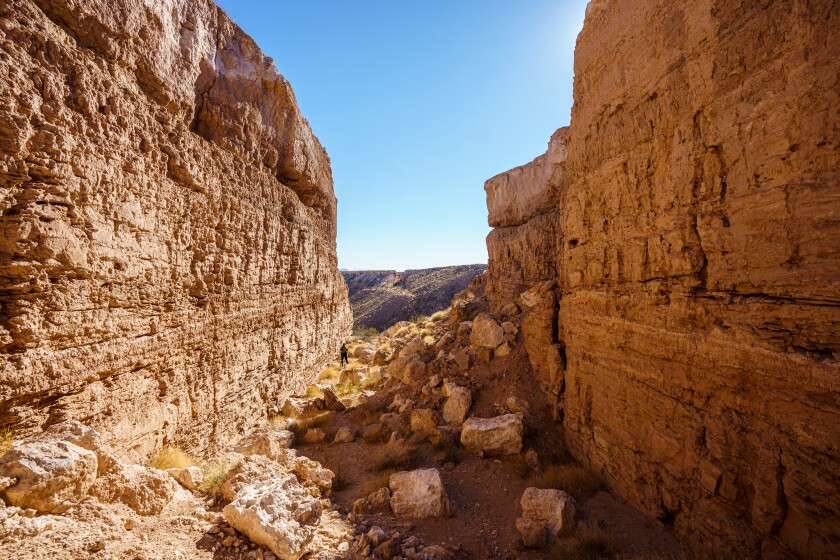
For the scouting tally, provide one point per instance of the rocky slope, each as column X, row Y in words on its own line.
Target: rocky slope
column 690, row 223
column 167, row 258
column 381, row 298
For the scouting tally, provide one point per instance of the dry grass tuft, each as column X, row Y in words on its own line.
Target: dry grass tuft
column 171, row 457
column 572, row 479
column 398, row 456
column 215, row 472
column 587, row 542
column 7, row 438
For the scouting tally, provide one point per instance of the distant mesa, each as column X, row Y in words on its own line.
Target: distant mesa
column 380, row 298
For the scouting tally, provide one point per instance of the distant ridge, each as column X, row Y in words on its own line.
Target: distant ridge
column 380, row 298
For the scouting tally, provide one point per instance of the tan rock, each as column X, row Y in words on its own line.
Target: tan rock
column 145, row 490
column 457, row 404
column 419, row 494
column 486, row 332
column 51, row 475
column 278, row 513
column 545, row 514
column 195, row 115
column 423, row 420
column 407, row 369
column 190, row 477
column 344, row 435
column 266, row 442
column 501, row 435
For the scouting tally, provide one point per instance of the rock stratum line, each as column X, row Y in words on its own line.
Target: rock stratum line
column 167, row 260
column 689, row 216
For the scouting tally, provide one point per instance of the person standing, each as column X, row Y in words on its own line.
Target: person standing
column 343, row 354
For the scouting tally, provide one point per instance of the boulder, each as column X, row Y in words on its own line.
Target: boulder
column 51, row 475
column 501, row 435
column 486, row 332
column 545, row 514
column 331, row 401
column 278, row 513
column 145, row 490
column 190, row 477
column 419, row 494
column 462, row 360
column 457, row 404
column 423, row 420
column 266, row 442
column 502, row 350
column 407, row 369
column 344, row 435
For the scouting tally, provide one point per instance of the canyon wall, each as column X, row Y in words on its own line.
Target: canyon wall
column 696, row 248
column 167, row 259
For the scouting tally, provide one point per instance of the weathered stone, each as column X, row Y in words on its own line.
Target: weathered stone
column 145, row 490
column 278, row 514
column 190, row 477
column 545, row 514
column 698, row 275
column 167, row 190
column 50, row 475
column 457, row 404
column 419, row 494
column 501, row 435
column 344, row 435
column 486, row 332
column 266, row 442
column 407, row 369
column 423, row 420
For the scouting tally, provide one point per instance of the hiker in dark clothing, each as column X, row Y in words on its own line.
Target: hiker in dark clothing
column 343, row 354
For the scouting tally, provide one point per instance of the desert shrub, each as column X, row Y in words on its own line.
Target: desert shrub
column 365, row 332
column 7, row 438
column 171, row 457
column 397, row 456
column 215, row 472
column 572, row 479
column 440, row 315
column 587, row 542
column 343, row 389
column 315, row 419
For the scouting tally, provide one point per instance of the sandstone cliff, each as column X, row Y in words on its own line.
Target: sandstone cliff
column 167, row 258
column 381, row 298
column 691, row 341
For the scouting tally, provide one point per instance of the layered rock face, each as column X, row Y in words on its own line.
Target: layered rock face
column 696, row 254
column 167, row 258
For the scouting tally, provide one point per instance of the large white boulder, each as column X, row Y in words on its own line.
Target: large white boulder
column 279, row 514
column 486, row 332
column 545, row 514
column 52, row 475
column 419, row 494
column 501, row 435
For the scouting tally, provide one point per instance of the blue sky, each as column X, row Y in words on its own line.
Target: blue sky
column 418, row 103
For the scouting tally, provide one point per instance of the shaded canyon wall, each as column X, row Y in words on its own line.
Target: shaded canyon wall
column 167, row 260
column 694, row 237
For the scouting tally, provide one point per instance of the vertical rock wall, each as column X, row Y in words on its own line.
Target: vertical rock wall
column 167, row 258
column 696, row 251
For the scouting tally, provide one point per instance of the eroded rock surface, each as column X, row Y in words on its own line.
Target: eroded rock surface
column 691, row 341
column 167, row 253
§
_Task description_
Copy out every line above without change, dropping the pictures.

_Output below_
For the scouting tally, provide one point per instance of the rocky slope, each as column X, row Y in words on its own line.
Target: rocky slope
column 690, row 223
column 167, row 258
column 381, row 298
For the scouting tally, provide one point per instance of the dry grass tuft, each as column X, row Y in words on its own line.
Target: dry grass tuft
column 171, row 457
column 572, row 479
column 398, row 456
column 215, row 472
column 587, row 542
column 7, row 438
For the scouting tally, provide one point per instance of the distant mesa, each as column X, row Y in words on its own line.
Target: distant mesa
column 380, row 298
For the scouting tally, provide one point per instance of the distant ridge, each as column X, row Y in words on its own line.
Target: distant ridge
column 380, row 298
For the scouting tally, provide one point per instance of the tan rock, each as column X, row Y in words on its own line.
Target: tan rock
column 145, row 490
column 457, row 404
column 419, row 494
column 486, row 332
column 51, row 475
column 278, row 513
column 545, row 514
column 195, row 115
column 423, row 420
column 407, row 369
column 190, row 477
column 344, row 435
column 266, row 442
column 501, row 435
For the scouting tally, provide one point per instance of the rock stratum line, each as column X, row Y in words on its own line.
Target: rock stratum line
column 167, row 260
column 689, row 216
For the scouting tally, provide one point per instance of the person standing, each as column X, row Y in words on its own line.
Target: person standing
column 343, row 354
For the scouting tally, provide one point per instance of the boulder, each as column X, row Y in words on its own line.
Target: boulder
column 51, row 475
column 501, row 435
column 486, row 332
column 545, row 514
column 331, row 401
column 278, row 513
column 145, row 490
column 190, row 477
column 419, row 494
column 462, row 360
column 457, row 404
column 423, row 420
column 266, row 442
column 502, row 350
column 407, row 369
column 344, row 435
For the scouting tally, provide one point per instance of the canyon wall, each as column X, row Y in words on its own line.
Target: canyon wall
column 696, row 248
column 167, row 259
For the scouting tally, provide one point per instance of the weathered stone, each as column X, row Y in words on its own line.
Target: weathered stone
column 145, row 490
column 278, row 514
column 190, row 477
column 545, row 514
column 698, row 275
column 167, row 190
column 50, row 475
column 457, row 404
column 419, row 494
column 501, row 435
column 344, row 435
column 486, row 332
column 266, row 442
column 407, row 369
column 423, row 420
For the scouting tally, provide one point per instance of the hiker in dark clothing, each as column X, row Y in words on its own line.
Target: hiker in dark clothing
column 343, row 354
For the scouting tally, provide one point per instance of the desert shrub, each as column X, row Y in words on its own line.
Target: desert shrub
column 365, row 332
column 7, row 438
column 171, row 457
column 397, row 456
column 215, row 472
column 572, row 479
column 440, row 315
column 587, row 542
column 343, row 389
column 315, row 419
For the scouting tally, provide one point per instance of the sandstone cliff, each as column X, row Y in words on its own line.
Target: sandstone cliff
column 167, row 258
column 381, row 298
column 691, row 341
For the scouting tally, provide one point per instance of the layered rock face, each as column X, row Y in words on its own line.
Target: layered rock face
column 696, row 254
column 167, row 258
For the scouting tally, provide one point per instance of the large white boulder, each as column X, row Y in words on its own line.
Target: large white boulder
column 279, row 514
column 486, row 332
column 545, row 514
column 52, row 475
column 419, row 494
column 501, row 435
For the scouting tally, provide one point per instance of the blue sky, each as column X, row Y in words on its own line.
Target: blue sky
column 418, row 103
For the scouting tally, provide one point per instance of the shaded canyon wall, each as column X, row Y in words on its own line.
Target: shaded canyon wall
column 167, row 260
column 694, row 237
For the scouting tally, provide one point per instance of the vertical rock wall, each as column X, row Y in words on its own line.
Target: vertical rock wall
column 167, row 258
column 696, row 251
For the scouting tally, provide one point per instance of the eroded rock surface, each as column X, row Y in words on its own line.
Target: eroded rock surface
column 691, row 341
column 167, row 253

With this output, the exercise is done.